Directive
Quote the part of the forum thread about a flea's jump that lies between "For (b), since" and "in the air?", inclusive.

For (a), assuming this is on the surface of the earth, set a= -9.81 and solve $\frac{v_0^2}{19.62}= 0.440$ for $v_0$.

For (b), since a parabola is symmetric about its midline, take t equal to twice the "t" above, $-\frac{2v_0}{a}$.
2(2.94)/9.81=.599
 

MarkFL

Administrator
Staff member
Feb 24, 2012
13,775
a. If a flea can jumps straight up to a height of 0.440m.
what is the initial speed as it leaves the ground.
b. For how much time is it in the air?

ok I am sure we use this equation

$$x=x_0+v_o^t+\frac{1}{2} at^2$$

I watched another YT on this but it got to much complication
better just to come here
For part a), we could use conservation of energy...initially the flea has kinetic energy, and then when it reaches the apex of its jump, it has potential energy:

\(\displaystyle \frac{1}{2}mv_0^2=mgh\)

Solving for $v_0$, we obtain:

\(\displaystyle v_0=\sqrt{2gh}\)

For part b), we could write:

\(\displaystyle h(t)=\frac{t}{2}\left(2v_0-gt\right)\)

We are interested in the non-zero root, hence:

\(\displaystyle t=\frac{2v_0}{g}=\frac{2\sqrt{2gh}}{g}=2\sqrt{\frac{2h}{g}}\)

Entries shown
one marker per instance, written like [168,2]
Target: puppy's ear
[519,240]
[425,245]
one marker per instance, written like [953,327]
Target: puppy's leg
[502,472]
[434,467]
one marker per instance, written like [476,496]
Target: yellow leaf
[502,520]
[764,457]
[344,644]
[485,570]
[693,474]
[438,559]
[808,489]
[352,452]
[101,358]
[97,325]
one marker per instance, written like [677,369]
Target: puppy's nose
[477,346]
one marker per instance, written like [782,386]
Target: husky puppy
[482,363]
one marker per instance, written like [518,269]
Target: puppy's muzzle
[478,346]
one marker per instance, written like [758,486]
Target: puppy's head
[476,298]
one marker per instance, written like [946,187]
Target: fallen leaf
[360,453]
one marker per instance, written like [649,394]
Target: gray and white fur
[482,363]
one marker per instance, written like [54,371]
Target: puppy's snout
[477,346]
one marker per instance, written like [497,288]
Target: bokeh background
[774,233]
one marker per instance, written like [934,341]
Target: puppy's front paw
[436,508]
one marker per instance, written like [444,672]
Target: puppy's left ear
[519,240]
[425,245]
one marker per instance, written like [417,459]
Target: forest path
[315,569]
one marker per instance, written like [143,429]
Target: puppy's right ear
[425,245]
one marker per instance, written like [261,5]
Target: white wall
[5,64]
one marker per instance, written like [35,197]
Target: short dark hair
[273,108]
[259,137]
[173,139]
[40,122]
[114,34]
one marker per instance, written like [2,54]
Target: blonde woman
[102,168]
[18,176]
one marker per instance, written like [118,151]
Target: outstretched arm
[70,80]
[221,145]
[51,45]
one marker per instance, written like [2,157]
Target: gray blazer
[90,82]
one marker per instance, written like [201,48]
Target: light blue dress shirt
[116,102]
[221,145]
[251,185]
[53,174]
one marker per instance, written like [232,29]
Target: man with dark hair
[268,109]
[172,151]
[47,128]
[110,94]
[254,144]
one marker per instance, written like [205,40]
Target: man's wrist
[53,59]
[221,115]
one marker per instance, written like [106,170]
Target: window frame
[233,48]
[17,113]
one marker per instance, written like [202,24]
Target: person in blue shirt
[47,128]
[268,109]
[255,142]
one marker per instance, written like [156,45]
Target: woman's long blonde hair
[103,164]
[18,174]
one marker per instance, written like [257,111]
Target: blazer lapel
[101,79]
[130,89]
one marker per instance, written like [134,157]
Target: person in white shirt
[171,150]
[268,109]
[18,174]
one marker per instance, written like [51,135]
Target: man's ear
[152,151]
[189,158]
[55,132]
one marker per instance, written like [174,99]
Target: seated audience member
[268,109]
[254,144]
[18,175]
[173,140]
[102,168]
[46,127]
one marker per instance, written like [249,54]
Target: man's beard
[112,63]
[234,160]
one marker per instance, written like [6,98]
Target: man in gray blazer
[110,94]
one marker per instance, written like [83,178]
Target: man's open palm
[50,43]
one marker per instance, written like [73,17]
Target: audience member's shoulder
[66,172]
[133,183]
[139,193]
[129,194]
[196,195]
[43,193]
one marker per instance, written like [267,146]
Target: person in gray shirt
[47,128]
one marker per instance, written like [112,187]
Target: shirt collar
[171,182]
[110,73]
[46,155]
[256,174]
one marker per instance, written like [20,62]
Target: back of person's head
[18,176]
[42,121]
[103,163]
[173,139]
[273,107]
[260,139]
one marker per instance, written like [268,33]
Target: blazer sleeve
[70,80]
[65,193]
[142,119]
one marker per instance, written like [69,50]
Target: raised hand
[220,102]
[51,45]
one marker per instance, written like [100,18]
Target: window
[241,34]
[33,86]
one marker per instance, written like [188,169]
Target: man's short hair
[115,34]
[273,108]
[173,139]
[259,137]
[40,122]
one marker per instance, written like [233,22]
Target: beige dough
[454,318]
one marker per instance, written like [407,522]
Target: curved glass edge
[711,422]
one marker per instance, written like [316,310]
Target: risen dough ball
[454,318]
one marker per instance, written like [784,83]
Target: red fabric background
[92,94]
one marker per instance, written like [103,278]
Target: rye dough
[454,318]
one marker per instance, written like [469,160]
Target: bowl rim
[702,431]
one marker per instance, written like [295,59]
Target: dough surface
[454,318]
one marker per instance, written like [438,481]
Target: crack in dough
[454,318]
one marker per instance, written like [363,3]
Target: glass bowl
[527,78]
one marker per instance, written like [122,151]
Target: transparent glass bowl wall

Solved problem
For (b), since a parabola is symmetric about its midline, take t equal to twice the "t" above, $-\frac{2v_0}{a}$.
2(2.94)/9.81=.599
 

MarkFL

Administrator
Staff member
Feb 24, 2012
13,775
a. If a flea can jumps straight up to a height of 0.440m.
what is the initial speed as it leaves the ground.
b. For how much time is it in the air?